### THE PROBLEM
The goal is to restate all of the records below word for word.

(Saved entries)
######
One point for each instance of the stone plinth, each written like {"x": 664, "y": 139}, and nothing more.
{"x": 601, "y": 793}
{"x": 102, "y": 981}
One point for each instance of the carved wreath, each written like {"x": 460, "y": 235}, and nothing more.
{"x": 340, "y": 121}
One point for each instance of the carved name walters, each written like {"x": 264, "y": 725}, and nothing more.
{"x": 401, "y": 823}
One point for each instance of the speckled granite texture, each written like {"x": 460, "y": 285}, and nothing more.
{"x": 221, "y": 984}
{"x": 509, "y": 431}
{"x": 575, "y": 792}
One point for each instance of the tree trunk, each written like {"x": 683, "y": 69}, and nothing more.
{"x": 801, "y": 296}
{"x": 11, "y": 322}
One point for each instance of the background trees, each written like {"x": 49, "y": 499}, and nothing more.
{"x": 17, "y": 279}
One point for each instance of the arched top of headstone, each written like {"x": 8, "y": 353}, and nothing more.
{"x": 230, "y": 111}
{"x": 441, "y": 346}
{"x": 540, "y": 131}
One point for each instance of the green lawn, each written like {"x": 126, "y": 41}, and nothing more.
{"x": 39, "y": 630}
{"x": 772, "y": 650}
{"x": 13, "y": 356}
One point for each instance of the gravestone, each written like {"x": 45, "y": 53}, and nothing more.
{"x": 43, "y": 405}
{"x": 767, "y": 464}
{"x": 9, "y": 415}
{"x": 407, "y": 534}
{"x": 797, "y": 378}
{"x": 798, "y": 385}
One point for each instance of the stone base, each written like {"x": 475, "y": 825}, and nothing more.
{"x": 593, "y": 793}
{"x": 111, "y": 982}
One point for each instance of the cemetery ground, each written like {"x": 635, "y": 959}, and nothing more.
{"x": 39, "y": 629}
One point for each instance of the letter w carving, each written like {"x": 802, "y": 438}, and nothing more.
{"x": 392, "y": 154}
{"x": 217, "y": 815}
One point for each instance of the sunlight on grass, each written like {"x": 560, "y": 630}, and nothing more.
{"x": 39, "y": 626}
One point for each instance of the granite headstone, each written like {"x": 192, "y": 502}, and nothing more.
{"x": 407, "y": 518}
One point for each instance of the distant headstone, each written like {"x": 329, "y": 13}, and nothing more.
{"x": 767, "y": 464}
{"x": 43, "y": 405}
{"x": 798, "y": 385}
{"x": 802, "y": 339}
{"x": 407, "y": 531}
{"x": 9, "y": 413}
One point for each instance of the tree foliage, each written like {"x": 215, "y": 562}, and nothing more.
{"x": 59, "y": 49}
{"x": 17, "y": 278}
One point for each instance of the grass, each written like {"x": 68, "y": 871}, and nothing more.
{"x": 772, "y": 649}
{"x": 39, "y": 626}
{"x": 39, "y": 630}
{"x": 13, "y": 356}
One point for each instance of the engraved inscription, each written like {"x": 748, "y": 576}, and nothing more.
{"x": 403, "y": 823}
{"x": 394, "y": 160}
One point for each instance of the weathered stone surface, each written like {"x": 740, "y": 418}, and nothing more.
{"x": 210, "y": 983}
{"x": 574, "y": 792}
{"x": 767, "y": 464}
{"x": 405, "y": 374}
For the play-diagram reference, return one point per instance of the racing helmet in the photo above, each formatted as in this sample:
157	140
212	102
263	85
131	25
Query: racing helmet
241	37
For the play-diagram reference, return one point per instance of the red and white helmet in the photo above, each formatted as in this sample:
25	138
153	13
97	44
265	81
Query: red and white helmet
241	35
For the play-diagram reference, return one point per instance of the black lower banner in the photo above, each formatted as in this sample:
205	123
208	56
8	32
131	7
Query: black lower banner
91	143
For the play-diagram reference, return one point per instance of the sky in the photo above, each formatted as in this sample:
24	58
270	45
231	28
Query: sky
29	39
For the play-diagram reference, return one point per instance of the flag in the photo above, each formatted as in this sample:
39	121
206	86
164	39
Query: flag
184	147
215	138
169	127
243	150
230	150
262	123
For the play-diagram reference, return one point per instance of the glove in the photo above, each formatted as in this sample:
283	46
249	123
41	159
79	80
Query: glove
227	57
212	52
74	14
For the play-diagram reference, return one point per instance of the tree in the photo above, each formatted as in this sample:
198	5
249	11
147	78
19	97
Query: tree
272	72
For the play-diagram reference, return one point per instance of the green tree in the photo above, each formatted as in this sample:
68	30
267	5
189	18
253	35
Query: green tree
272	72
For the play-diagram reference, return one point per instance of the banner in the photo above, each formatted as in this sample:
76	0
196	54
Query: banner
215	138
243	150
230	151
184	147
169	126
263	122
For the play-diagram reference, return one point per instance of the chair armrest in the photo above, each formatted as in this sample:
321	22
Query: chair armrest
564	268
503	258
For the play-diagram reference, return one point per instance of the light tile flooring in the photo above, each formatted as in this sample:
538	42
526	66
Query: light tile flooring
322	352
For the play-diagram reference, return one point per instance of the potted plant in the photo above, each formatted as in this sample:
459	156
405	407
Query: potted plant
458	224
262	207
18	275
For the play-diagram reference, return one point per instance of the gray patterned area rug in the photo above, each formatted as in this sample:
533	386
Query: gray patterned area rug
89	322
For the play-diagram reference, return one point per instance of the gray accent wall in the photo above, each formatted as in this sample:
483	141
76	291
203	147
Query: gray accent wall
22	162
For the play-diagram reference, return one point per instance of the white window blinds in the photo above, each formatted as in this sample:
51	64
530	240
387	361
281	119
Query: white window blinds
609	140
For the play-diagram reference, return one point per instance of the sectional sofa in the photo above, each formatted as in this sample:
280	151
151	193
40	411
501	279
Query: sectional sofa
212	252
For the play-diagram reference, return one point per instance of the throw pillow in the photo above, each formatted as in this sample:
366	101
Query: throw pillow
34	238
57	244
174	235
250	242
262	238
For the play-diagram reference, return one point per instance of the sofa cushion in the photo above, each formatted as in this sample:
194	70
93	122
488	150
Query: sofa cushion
######
### WORKED SOLUTION
One point for each instance of the stone plinth, each written like {"x": 664, "y": 139}, and nothing more.
{"x": 601, "y": 793}
{"x": 102, "y": 981}
One point for each instance of the carved wreath, each written like {"x": 460, "y": 235}, and nothing more.
{"x": 340, "y": 121}
One point for each instance of the carved name walters, each written like {"x": 264, "y": 725}, and nothing more.
{"x": 401, "y": 823}
One point for each instance of the speckled granite texture, each written like {"x": 460, "y": 285}, and nothing more.
{"x": 221, "y": 984}
{"x": 509, "y": 431}
{"x": 575, "y": 792}
One point for each instance of the tree trunk, each written like {"x": 683, "y": 69}, and nothing more.
{"x": 801, "y": 296}
{"x": 11, "y": 322}
One point for each instance of the background trees, each written like {"x": 49, "y": 499}, and nothing more.
{"x": 17, "y": 279}
One point for each instance of the arched top of headstone, each written like {"x": 8, "y": 353}, and nothing more.
{"x": 230, "y": 111}
{"x": 441, "y": 346}
{"x": 540, "y": 131}
One point for each instance of the green lawn, each written like {"x": 126, "y": 41}, and nothing more.
{"x": 39, "y": 630}
{"x": 772, "y": 650}
{"x": 13, "y": 356}
One point for each instance of the gravestone, each written like {"x": 45, "y": 53}, and nothing more.
{"x": 43, "y": 405}
{"x": 767, "y": 464}
{"x": 9, "y": 415}
{"x": 407, "y": 534}
{"x": 797, "y": 378}
{"x": 798, "y": 385}
One point for each instance of the stone base, each written like {"x": 475, "y": 825}, and nothing more.
{"x": 593, "y": 793}
{"x": 111, "y": 982}
One point for each instance of the cemetery ground, each written like {"x": 635, "y": 959}, and nothing more.
{"x": 39, "y": 629}
One point for each instance of the letter w carving, each written like {"x": 802, "y": 438}, and nothing more.
{"x": 392, "y": 154}
{"x": 217, "y": 815}
One point for each instance of the sunlight on grass, each written like {"x": 560, "y": 630}, and nothing more.
{"x": 39, "y": 626}
One point for each instance of the granite headstone, each written like {"x": 192, "y": 502}, and nothing more.
{"x": 407, "y": 518}
One point for each instance of the distant headstone, each written like {"x": 329, "y": 13}, and nothing more.
{"x": 767, "y": 464}
{"x": 43, "y": 405}
{"x": 798, "y": 385}
{"x": 802, "y": 339}
{"x": 407, "y": 531}
{"x": 9, "y": 413}
One point for each instance of the tree foliage, each written like {"x": 215, "y": 562}, and nothing more.
{"x": 59, "y": 49}
{"x": 17, "y": 278}
One point for each instance of the grass, each written like {"x": 68, "y": 871}, and nothing more.
{"x": 772, "y": 649}
{"x": 39, "y": 626}
{"x": 39, "y": 630}
{"x": 13, "y": 356}
One point for each instance of the engraved inscription, each written like {"x": 748, "y": 576}, and nothing more.
{"x": 403, "y": 823}
{"x": 394, "y": 160}
One point for each instance of the weathered stone surface, each written like {"x": 740, "y": 418}, and nothing more.
{"x": 210, "y": 983}
{"x": 574, "y": 792}
{"x": 767, "y": 464}
{"x": 405, "y": 374}
For the play-diagram reference, return one point per instance of the racing helmet in the photo above, each formatted as in this sample:
157	140
212	102
263	85
131	25
Query: racing helmet
241	37
For the play-diagram reference, return one point per instance of the red and white helmet in the photo above, each formatted as in this sample:
25	138
153	13
97	44
265	81
Query: red and white helmet
241	35
For the play-diagram reference, return one point per instance of the black lower banner in the photo above, each formatted as in this sample:
205	123
208	56
8	32
131	7
Query: black lower banner
91	143
For the play-diagram reference, return one point per instance of the sky in the photo above, each formatted as in this sample:
24	58
270	45
231	28
Query: sky
29	39
For the play-diagram reference, return one point per instance of the flag in the photo above, each formatted as in this sample:
39	121
206	86
164	39
Query: flag
184	147
215	138
169	127
243	150
230	150
262	123
For the play-diagram reference, return one point per instance of the glove in the photo above, each formatted as in this sample:
283	46
249	123
41	159
79	80
Query: glove
227	57
212	52
74	14
For the play-diagram reference, return one point per instance of the tree in the photo above, each formatted as in this sample:
198	5
249	11
147	78
19	97
Query: tree
272	72
For the play-diagram reference, return one point per instance of the green tree in the photo above, each formatted as in this sample:
68	30
267	5
189	18
253	35
Query: green tree
272	72
For the play-diagram reference, return one point per instance of the banner in the photo above, each formatted as in this sample:
76	0
196	54
Query: banner
215	138
243	150
230	151
184	147
169	126
263	122
For the play-diagram reference, return one point per instance of the chair armrest in the photo above, each formatted as in this sample:
321	22
Query: chair armrest
564	268
503	258
For the play-diagram reference, return one point per instance of the light tile flooring in the photo above, each formatted as in this sample:
538	42
526	66
Query: light tile flooring
322	352
For the play-diagram reference, return one point per instance of the potted plant in the photo above, each formatted as in this sample:
459	156
405	407
Query: potted plant
458	224
262	207
18	275
For the play-diagram reference, return one point per instance of the gray patterned area rug in the photo above, each formatted as in this sample:
533	386
Query: gray patterned area rug
89	322
For the play-diagram reference, return one point per instance of the gray accent wall in the photo above, each formatted as in this sample:
483	141
76	291
203	147
Query: gray accent wall
22	162
For the play-diagram reference, return one point per instance of the white window blinds in the photo above, each formatted as in this sample:
51	64
530	240
387	361
281	119
Query: white window blinds
609	140
For the play-diagram reference, return one point per instance of the sectional sofa in the photo above, each formatted as in this sample:
280	151
151	193
40	411
501	279
Query: sectional sofa
212	252
For the play-diagram reference, return one point per instance of the throw pillow in the photo above, each formatted as in this sample:
366	101
Query: throw pillow
34	238
57	244
174	235
250	242
262	238
For the play-diagram reference, return one point per instance of the sofa cushion in the photo above, each formatted as in this sample:
194	70
93	122
488	150
Query: sofa cushion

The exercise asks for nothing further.